Point placement records
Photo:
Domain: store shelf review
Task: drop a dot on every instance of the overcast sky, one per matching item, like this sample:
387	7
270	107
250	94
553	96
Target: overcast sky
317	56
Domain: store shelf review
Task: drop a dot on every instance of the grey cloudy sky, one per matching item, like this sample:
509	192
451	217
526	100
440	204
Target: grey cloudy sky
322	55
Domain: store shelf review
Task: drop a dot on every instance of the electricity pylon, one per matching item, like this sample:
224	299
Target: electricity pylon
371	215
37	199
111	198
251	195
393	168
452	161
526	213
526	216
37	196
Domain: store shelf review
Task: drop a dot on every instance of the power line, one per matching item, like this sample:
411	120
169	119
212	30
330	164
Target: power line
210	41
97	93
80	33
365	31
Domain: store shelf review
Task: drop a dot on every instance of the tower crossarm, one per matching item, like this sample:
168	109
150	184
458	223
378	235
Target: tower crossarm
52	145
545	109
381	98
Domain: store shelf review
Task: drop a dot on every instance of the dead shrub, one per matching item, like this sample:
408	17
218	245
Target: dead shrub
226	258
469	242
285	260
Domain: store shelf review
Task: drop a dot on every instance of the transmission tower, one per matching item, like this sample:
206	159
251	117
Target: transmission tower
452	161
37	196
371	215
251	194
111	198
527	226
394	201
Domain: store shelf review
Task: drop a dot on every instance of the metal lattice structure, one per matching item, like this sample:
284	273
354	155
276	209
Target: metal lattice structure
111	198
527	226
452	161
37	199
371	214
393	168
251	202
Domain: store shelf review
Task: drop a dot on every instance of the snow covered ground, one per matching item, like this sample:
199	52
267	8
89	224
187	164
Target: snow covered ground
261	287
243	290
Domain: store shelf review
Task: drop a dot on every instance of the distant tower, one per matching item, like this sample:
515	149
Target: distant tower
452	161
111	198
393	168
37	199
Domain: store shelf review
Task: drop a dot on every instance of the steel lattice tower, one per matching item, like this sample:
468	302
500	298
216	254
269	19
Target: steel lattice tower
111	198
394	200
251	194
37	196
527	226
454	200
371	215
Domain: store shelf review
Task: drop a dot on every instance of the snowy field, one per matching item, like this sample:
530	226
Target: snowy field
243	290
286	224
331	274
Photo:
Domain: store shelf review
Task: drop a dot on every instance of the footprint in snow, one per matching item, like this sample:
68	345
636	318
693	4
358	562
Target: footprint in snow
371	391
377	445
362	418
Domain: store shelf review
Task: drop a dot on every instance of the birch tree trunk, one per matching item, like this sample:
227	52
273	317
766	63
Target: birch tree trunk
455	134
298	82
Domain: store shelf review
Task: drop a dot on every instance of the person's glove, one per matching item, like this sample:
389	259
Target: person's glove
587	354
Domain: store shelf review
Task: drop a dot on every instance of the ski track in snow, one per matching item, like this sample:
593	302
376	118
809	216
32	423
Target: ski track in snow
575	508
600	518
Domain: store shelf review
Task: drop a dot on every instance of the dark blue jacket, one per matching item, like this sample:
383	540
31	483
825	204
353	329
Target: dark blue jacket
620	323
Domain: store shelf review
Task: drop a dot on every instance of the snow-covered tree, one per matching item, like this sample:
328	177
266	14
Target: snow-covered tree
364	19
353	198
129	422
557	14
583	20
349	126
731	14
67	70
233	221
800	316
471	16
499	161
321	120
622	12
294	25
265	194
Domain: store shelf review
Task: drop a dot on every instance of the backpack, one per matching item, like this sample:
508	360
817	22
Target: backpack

### What is required:
Provide all the records again, word for word.

### Task result:
Photo:
Domain: store shelf review
Task: drop a dot on every instance of the overcast sky, one per matching item, like this sample:
387	7
270	107
250	94
553	96
Target: overcast sky
317	56
Domain: store shelf review
Task: drop a dot on every instance of the grey cloudy sky, one per matching item, like this sample:
509	192
451	217
526	100
440	204
Target: grey cloudy sky
322	55
Domain: store shelf review
Task: drop a dot on every instance of the electricity pylon, one per matching item, like this sample:
224	299
Target: electricity pylon
371	215
37	199
111	198
251	195
393	168
452	161
526	213
526	216
37	196
Domain: store shelf review
Task: drop a dot on every instance of the power line, one per matching item, like this sample:
411	120
169	119
212	30
330	164
Target: power line
210	41
97	93
80	33
365	31
Domain: store shelf review
Task: drop a dot on every instance of the tower crossarm, one per matching item, like this sample:
168	109
150	184
458	223
378	235
Target: tower crossarm
52	145
545	109
381	98
Domain: store shelf review
Task: drop a dot on every instance of the dead shrub, one per matching item, like this sample:
408	17
218	245
Target: dead shrub
226	258
469	242
285	260
Domain: store shelf review
Task: drop a dot on every instance of the transmission tower, one per matching item, like this sample:
206	159
251	117
Target: transmission tower
452	161
37	196
371	215
251	194
111	198
527	226
394	201
Domain: store shelf review
Task: drop a dot on every instance of the metal lattice structure, one per matching item, like this sample:
284	273
354	155
276	209
Target: metal lattice structure
111	198
527	226
452	161
37	199
371	214
393	168
251	202
Domain: store shelf review
Task: drop a dot on every instance of the snow covered ground, one per matching item, like this sample:
199	52
267	8
89	224
187	164
Target: snow covered ground
261	287
243	290
Domain: store shelf review
Task: drop a dot on every instance of the distant tower, one per matching item, like this sample:
515	149
Target: distant tower
452	161
111	198
393	168
37	199
Domain: store shelf review
Task: drop a dot on every instance of the steel lattice tower, one per matching item, like this sample:
468	302
500	298
216	254
269	19
Target: steel lattice tower
111	198
394	200
251	194
37	196
527	226
454	200
371	215
Domain: store shelf review
Task: drop a dot on every instance of the snowy field, one per matching item, like this sample:
530	226
Target: snowy field
243	290
286	224
331	274
Photo:
Domain: store shelf review
Task: drop a dot on every instance of the footprint in snow, one per matching item, like this sample:
68	345
636	318
693	4
358	562
Target: footprint in snow
371	391
377	445
362	418
Domain: store shelf review
Task: drop a dot on every instance of the birch tree trunk, one per matching item, like this sample:
227	52
273	317
766	63
Target: birch tree trunk
455	134
298	82
Domain: store shelf review
Task: drop a dot on every instance of the person's glove, one per matching item, like this sample:
389	259
Target: person's glove
587	354
Domain: store shelf review
Task: drop a dot on every instance of the ski track in snow, one per matching item, like this sample:
593	302
376	118
809	216
32	423
Target: ski track in snow
575	508
600	518
Domain: store shelf review
Task: drop a dot on every instance of the dark blue jacket, one per matching item, like this sample:
383	540
31	483
825	204
353	329
Target: dark blue jacket
620	323
Domain: store shelf review
Task: drop a dot on every instance of the snow-covered tree, one per matching item, like this sample:
328	177
266	14
Target: snow-covered tree
364	19
353	198
129	422
557	14
583	20
349	126
731	14
67	70
233	221
800	316
471	16
499	161
321	120
622	12
294	25
265	194
Domain: store shelf review
Task: drop a dot on every instance of the backpack, one per matching item, like this sample:
508	360
817	22
Target: backpack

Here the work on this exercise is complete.